**Material for this exercise:**
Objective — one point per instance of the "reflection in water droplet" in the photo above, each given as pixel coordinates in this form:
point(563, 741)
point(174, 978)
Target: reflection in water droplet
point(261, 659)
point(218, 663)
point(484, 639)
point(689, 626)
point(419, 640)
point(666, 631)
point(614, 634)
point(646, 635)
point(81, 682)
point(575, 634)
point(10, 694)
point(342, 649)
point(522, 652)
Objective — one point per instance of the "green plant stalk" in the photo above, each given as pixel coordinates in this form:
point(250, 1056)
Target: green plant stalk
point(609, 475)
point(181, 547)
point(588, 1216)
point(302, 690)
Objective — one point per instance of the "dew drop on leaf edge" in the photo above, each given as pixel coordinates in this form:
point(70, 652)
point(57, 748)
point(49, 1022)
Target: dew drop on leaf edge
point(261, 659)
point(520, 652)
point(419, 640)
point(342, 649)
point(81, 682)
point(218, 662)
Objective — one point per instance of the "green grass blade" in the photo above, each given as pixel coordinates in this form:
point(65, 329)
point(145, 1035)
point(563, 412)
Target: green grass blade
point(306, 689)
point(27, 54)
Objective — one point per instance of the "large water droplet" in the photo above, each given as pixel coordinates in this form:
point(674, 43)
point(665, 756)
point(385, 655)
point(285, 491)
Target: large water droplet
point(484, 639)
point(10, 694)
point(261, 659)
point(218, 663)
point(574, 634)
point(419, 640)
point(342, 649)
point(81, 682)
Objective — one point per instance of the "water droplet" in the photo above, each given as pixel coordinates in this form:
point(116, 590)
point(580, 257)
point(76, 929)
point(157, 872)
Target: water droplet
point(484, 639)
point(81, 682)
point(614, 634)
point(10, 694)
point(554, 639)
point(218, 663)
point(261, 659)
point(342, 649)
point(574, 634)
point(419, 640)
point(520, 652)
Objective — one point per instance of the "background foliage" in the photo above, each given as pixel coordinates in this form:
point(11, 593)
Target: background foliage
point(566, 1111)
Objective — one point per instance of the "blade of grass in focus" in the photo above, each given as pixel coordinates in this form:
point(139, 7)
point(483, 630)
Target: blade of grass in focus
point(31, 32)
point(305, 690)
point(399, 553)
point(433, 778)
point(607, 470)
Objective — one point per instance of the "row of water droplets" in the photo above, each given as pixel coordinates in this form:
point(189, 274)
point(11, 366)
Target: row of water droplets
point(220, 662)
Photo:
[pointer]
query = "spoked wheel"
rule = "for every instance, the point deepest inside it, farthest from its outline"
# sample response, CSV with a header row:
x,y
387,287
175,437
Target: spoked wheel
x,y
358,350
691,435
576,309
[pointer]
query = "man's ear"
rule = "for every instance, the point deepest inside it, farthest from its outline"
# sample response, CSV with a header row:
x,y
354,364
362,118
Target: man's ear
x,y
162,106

**What the task asks:** After locating the line with "point(139, 7)" in the records above, please set down that line and all later ones exactly, and no other line.

**Reply to the task:**
point(139, 7)
point(483, 630)
Target: blade of grass in focus
point(31, 32)
point(305, 690)
point(399, 553)
point(433, 778)
point(607, 470)
Objective — one point per instance of the "row of water droplets" in the photo above, each given as pixel coordinates in this form:
point(189, 274)
point(11, 366)
Target: row of water droplets
point(220, 662)
Photo:
[pointer]
query = "spoked wheel"
rule = "for every instance, the point deepest inside it, farthest from its outline"
# sample response, CSV with a header row:
x,y
387,287
175,437
Target: spoked wheel
x,y
358,350
691,435
576,309
[pointer]
query = "man's ear"
rule = "for every instance, the point deepest inside it, farthest from its outline"
# sample response, CSV with a header row:
x,y
354,364
362,118
Target: man's ear
x,y
162,106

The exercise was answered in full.